The problem => Every line that contains the word "truck" is to be copied from the listing.

Listed records =>
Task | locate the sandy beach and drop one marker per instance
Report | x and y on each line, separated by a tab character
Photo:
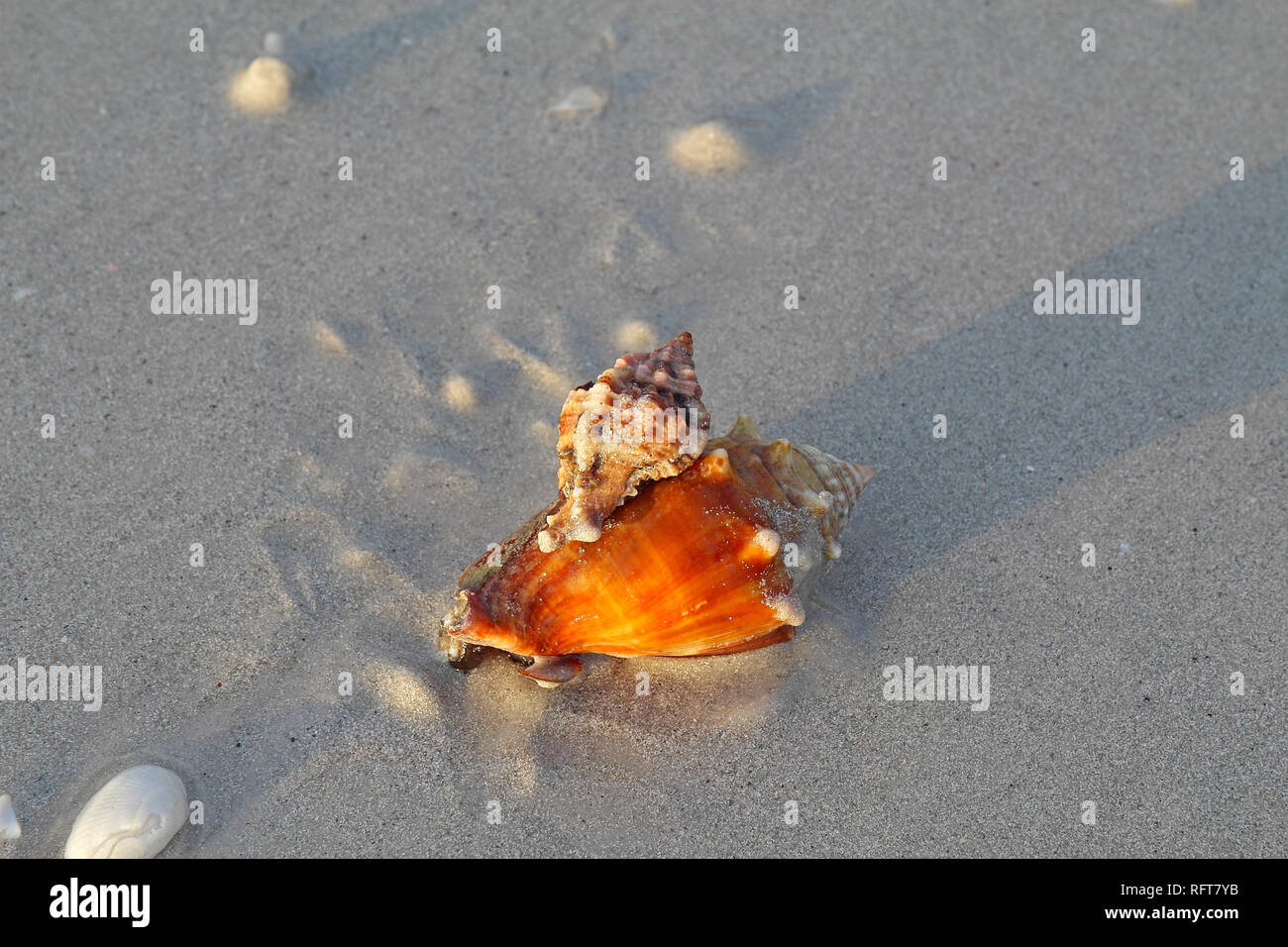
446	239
--
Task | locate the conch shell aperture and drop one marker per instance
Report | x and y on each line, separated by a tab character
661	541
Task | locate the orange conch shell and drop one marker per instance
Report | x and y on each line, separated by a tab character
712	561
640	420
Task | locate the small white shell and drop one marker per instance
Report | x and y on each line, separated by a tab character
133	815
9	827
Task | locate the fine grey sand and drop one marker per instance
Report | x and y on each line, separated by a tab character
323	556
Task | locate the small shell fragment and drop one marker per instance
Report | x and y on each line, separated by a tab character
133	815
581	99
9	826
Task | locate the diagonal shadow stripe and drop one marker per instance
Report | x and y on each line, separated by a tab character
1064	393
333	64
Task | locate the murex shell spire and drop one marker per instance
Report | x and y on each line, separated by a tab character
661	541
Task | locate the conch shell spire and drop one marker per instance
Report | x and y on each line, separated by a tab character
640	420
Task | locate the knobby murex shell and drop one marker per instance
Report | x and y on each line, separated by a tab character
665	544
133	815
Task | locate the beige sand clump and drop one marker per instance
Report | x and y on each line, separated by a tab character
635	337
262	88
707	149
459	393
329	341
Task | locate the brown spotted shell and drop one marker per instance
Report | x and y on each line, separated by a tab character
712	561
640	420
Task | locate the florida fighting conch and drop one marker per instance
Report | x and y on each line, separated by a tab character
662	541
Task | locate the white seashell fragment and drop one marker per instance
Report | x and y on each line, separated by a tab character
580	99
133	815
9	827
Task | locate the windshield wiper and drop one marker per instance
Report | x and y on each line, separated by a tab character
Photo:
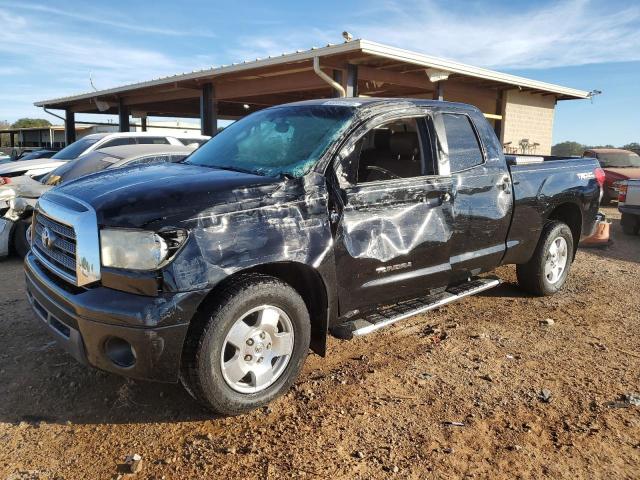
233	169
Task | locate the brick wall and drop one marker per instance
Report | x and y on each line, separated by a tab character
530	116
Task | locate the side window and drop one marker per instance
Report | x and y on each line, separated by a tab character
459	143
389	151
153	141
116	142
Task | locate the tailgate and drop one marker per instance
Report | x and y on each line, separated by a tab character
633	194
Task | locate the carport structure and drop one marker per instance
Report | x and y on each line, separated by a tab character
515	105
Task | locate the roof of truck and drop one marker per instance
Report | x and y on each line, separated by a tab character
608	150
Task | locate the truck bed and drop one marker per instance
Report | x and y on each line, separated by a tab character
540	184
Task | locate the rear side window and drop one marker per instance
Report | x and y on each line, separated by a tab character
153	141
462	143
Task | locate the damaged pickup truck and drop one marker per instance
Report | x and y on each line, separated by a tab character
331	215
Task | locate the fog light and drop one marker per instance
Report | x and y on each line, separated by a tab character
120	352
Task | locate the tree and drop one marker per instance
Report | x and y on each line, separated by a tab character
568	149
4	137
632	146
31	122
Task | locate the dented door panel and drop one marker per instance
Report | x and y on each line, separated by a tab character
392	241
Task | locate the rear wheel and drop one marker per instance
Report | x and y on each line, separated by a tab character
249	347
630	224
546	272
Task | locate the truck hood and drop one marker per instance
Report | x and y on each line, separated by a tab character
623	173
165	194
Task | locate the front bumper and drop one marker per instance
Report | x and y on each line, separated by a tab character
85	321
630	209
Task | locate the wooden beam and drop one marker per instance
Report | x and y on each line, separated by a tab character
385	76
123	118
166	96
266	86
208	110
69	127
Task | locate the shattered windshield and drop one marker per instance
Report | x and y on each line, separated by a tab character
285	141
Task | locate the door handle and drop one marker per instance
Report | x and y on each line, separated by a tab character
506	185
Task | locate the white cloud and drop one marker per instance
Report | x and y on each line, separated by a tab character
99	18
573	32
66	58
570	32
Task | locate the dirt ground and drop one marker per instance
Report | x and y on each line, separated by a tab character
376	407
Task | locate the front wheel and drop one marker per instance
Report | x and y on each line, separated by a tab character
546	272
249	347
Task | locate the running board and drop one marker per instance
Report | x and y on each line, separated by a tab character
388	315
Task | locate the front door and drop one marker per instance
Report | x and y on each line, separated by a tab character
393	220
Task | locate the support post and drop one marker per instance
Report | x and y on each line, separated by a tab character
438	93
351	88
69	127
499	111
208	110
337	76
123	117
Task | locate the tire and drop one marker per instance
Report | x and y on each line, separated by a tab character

Result of this exercise =>
Task | locate the roof of truck and drop one marker per instance
Task | locate the truck bed and drop one marker per instance
Task | locate the damaged pickup truck and drop one marker per instance
Task | locate the truck hood and drop one marker per instance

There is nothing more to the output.